Required task 1: Transcribe the Calcutta travel passage from "Once we were" up to and including "you to Gariahat.".
--- start Selected passage ---
Once we were in Park Street, we went directly to our rooms at Camac Street (adjacent to it), freshened up and then jumped into a taxi to go straight to Gariahat. For the uninitiated, this is Calcutta’s flea market capital. It is basically this long road at the side of this over bridge near Hindustan Park. And yes, taxi drivers totally get you when you ask them to take you to Gariahat.
For female eyes only: [More than buying stuff from the place, most flea market aficionados derive their pleasure from haggling for prices. If that is the case, Gariahat is the place to be, providing you with hours of pure, unadulterated bargaining pleasure. Moving on to the stuff worth buying. There are a range of jute bags available here in really cute colours and designs. Check that the zippers and buttons are in working order before you buy though. Gariahat is an accessories heaven. Clay, lacquer, metal, stones, you name it, it’s there. Another souvenir worth taking back are the leather bags crafted at Shantiniketan, with attractive motifs like the smiling sun, dancing stick figures etc. You could get a standard hand-bag for a 100 bucks.]
We had lunch at Malgudi Junction, a unique South Indian restaurant at Park Street based on the theme of R.K. Narayan’s “Malgudi Days.” On the walls are sketches of Malgudi as seen in the books and the overall ambience is very laid back (rustic kinda) from the cute little South Indian cashier with his neatly oiled grey hair and black goggles to the steel cups and saucers in which they serve filter coffee. The Uttapams here are great and the dosas too feel authentic to my South Indian taste buds.
While I’m at it, the road-side stalls at Park Street are quite literally Street Foody Heaven. The must try items include the egg rolls (more than amazing), biryanis (the queue at the stall should give you a hint) and the momos with soup (steaming hot, unforgettable….cheap. ;)).
--- end Selected passage ---
--- start Extracted material ---
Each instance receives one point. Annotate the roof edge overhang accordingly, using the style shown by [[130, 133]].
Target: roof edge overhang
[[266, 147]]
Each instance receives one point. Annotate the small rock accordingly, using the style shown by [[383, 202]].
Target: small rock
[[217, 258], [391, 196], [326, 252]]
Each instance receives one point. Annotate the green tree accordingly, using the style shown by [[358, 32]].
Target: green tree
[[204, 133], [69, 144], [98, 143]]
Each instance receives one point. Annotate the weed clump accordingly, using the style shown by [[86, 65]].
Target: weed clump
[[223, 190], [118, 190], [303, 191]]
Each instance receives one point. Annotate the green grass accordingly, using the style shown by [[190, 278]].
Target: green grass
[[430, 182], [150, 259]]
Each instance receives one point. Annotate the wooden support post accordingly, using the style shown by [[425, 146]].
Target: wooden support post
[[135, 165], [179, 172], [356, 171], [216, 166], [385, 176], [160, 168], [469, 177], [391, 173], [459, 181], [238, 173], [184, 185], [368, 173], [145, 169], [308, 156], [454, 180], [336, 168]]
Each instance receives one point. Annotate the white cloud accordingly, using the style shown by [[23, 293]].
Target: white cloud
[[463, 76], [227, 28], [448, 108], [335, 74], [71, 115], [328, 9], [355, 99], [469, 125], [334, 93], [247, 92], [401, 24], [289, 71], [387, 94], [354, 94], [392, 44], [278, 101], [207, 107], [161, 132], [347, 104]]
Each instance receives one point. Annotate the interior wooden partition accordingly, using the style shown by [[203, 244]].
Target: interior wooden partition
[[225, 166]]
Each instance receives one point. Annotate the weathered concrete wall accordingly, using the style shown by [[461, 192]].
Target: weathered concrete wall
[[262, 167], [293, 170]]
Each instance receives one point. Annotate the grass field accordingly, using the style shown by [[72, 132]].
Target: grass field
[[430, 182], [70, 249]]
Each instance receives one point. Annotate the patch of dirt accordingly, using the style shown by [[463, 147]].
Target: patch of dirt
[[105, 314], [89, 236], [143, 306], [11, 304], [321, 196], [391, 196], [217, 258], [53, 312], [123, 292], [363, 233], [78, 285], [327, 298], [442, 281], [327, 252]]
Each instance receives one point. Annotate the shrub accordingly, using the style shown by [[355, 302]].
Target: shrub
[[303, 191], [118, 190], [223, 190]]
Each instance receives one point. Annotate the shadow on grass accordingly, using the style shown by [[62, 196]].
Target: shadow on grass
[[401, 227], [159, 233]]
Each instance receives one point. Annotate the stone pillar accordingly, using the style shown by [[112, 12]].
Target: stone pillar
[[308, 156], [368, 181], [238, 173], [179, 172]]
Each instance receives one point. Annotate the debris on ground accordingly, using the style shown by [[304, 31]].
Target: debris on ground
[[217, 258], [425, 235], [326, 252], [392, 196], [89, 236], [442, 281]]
--- end Extracted material ---
Required task 2: Pull out every line of the listing that contains the string "patch". Case matters.

Full response 1:
Once we were in Park Street, we went directly to our rooms at Camac Street (adjacent to it), freshened up and then jumped into a taxi to go straight to Gariahat. For the uninitiated, this is Calcutta’s flea market capital. It is basically this long road at the side of this over bridge near Hindustan Park. And yes, taxi drivers totally get you when you ask them to take you to Gariahat.

Full response 2:
Each instance receives one point. Annotate the patch of dirt accordingly, using the style shown by [[463, 147]].
Target: patch of dirt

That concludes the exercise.